DATA SHOWN START

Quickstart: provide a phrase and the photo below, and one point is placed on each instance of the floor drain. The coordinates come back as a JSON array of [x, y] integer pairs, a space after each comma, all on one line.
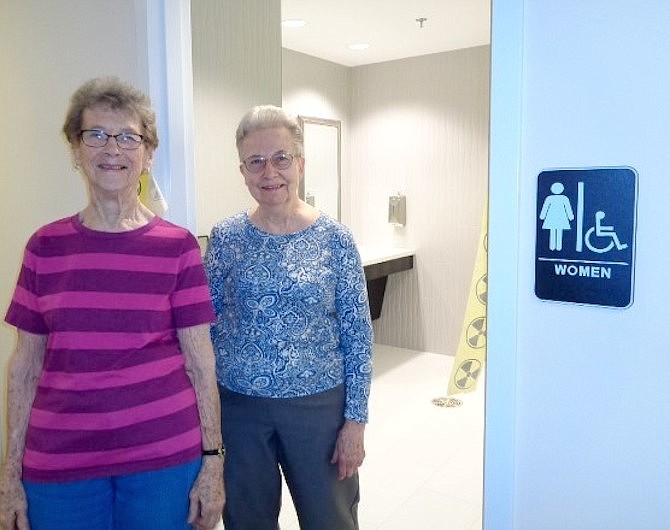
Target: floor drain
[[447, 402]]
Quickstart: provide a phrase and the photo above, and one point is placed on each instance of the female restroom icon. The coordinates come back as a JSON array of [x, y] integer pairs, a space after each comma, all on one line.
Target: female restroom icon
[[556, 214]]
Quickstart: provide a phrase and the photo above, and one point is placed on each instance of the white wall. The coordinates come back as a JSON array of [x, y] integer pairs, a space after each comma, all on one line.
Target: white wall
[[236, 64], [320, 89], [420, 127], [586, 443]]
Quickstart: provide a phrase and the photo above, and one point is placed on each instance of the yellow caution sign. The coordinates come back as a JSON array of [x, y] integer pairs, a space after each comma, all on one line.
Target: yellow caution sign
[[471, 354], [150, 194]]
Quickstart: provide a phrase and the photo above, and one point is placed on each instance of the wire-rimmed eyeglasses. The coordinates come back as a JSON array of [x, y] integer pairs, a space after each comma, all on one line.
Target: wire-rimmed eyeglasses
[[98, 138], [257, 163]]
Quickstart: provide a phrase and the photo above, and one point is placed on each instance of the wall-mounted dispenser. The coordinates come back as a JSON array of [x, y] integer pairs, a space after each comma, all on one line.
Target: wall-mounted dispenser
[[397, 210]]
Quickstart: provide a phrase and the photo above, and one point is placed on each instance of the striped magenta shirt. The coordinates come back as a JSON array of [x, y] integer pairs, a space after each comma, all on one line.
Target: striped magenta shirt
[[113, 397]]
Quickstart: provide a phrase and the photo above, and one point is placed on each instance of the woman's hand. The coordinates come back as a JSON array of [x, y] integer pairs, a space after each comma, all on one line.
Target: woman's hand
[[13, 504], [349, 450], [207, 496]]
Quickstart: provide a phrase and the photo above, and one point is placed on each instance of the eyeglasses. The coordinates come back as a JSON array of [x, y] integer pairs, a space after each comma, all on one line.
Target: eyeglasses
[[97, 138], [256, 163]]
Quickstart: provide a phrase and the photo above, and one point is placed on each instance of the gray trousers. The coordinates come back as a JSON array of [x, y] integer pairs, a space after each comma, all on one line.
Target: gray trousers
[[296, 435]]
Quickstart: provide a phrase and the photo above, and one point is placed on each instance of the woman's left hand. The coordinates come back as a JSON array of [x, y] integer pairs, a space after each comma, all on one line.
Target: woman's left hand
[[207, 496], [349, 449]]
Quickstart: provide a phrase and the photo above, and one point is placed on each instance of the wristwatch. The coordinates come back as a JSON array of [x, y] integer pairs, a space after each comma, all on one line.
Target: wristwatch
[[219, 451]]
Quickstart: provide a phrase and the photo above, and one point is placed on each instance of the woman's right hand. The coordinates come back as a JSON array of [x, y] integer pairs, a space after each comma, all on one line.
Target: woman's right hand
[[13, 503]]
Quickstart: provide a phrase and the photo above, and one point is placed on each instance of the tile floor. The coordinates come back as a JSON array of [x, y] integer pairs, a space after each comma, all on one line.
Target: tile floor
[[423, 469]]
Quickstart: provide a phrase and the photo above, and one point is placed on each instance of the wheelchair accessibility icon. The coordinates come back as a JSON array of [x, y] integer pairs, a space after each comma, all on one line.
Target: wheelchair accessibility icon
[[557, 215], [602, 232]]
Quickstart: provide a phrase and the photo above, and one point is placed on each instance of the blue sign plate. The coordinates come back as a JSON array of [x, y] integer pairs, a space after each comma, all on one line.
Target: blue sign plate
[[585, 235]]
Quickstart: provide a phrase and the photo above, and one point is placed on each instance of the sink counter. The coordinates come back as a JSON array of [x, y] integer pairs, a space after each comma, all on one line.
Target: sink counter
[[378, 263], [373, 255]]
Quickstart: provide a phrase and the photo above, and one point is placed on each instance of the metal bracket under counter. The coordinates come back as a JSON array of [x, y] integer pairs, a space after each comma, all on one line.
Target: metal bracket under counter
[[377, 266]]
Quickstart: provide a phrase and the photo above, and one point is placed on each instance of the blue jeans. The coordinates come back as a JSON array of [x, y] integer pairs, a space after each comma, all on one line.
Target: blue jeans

DATA SHOWN END

▶ [REQUIRED WORK] Where the material contains pictures, leave them out and copy the rest verbatim.

▶ [ANSWER SPACE]
Quickstart: provide a phrase and the photo below, and one point is placed on each instance of the floor drain. The coordinates come back as a JSON array of [x, y] integer pairs, a space after each comma, all on one line.
Target: floor drain
[[447, 402]]
Quickstart: provide a phrase and the photo above, and one point is placed on each instance of the female restroom icon. The coordinates come back as a JSON array of [x, y] integer pairs, a space after each comma, all on one line.
Target: female restroom icon
[[556, 214]]
Quickstart: provide a phrase and the photo above, and one point is placed on each instance of the white wall. The coordinates come back as a JSON array of [x, y] integer pairs, a space after each comma, all on one line.
Target: white wall
[[236, 64], [320, 89], [420, 127], [586, 443]]
Quickstart: provide a phrase and the photo above, and one point is placed on each instance of the yellow caution sign. The coordinates come back as a JSON array of [x, y] integer pairs, a space after each comma, all on one line.
Target: yellow caution sign
[[471, 354], [150, 194]]
Quickstart: provide a phrase and the photo above, and one point is placed on each instance of the wire-rimmed eyeglasses. The coordinates come back as a JSON array of [x, y] integer pairs, a space after each comma, all on one line.
Target: wire-rimmed eyeglasses
[[98, 138], [257, 163]]
Quickstart: provide a phrase and the photo above, and one point is placed on each instance of the wall-mounted dispenser. The coordinates come back as a JSON array of [x, y] integer pairs, a space after each comma, all on one line.
Target: wall-mounted dispenser
[[397, 210]]
Quickstart: provide a phrase and the photo above, and one point is placed on each instance of the striped magenta shirt. The coordinates come back as a JSON array of [x, y] integer pairs, a space after each comma, all on one line.
Target: striped magenta shirt
[[113, 397]]
Quickstart: provide a phrase and the photo above, and one point is placed on each instance of the woman's hand. The coordinates come back as a JSON array of [x, y] integer pairs, a space after each comma, all on one line.
Target: woman's hand
[[13, 504], [349, 450], [207, 496]]
Quickstart: provide a phrase and the photo above, and one point is placed on each instance of the eyeglasses. The coordinates come back as a JSON array of [x, y] integer pairs, a space after each comma, all on one line.
Target: eyeglasses
[[97, 138], [256, 163]]
Quickstart: provide a phrase and the photo above, and one point is placed on each instance of the gray trousers. The coordinates come back as a JSON array of [x, y] integer pairs, a space after each comma, all on one line.
Target: gray trousers
[[296, 435]]
Quickstart: provide a phrase and the photo above, and one point is placed on each instance of the woman's left hand. The coordinates come back as a JSON array of [x, y] integer pairs, a space after each comma, all on one line.
Target: woman's left hand
[[207, 496], [349, 449]]
Quickstart: provide a phrase and the photo above, and one point is placed on each instance of the wristwatch. The coordinates come back as a JSON array of [x, y] integer pairs, a space after each comma, all on one line.
Target: wristwatch
[[219, 451]]
Quickstart: provide a phrase and the photo above, and one point is placed on each instance of the woman's right hand. The coordinates come back as a JSON array of [x, y] integer pairs, a space after each comma, all on one line.
Target: woman's right hand
[[13, 503]]
Quickstart: provide a phrase and the photo above, and one point is placed on each instance of the tile floor. The coordinates come back as a JSON array of [x, y] integer pairs, a space after each comma, all on one line.
Target: tile floor
[[423, 469]]
Quickstart: provide a phrase and the photo above, and one point is placed on each instance of the wheelchair accessibility icon. The coordinates come back as a JSON array of [x, y] integer pairs, a space after each comma, all on one line.
Target: wheelchair accessibility icon
[[557, 215], [602, 232]]
Quickstart: provide a phrase and the photo above, and one point is placed on each instance of the blue sign plate. The coordinates come back as a JSON array of [x, y] integer pairs, a space after each comma, all on one line.
Target: blue sign plate
[[585, 235]]
Quickstart: provide a phrase and the photo above, and one point is placed on each instance of the sink counter. The coordinates come back as a JSON array of [x, y] integer pairs, a space after each comma, all on one line.
Target: sink counter
[[378, 263], [373, 255]]
Quickstart: provide a phrase and the photo above, and one point is placed on each instance of the metal bracket under counter. The coordinates come back as a JSON array of [x, y] integer pairs, a space after each comma, all on one line.
Target: metal bracket under counter
[[377, 266]]
Quickstart: provide a phrase and the photo above, and one point is placed on each instance of the blue jeans. The coordinates come back as a JSON array of [x, y] integer pairs, a space after each comma, all on one line.
Target: blue jeans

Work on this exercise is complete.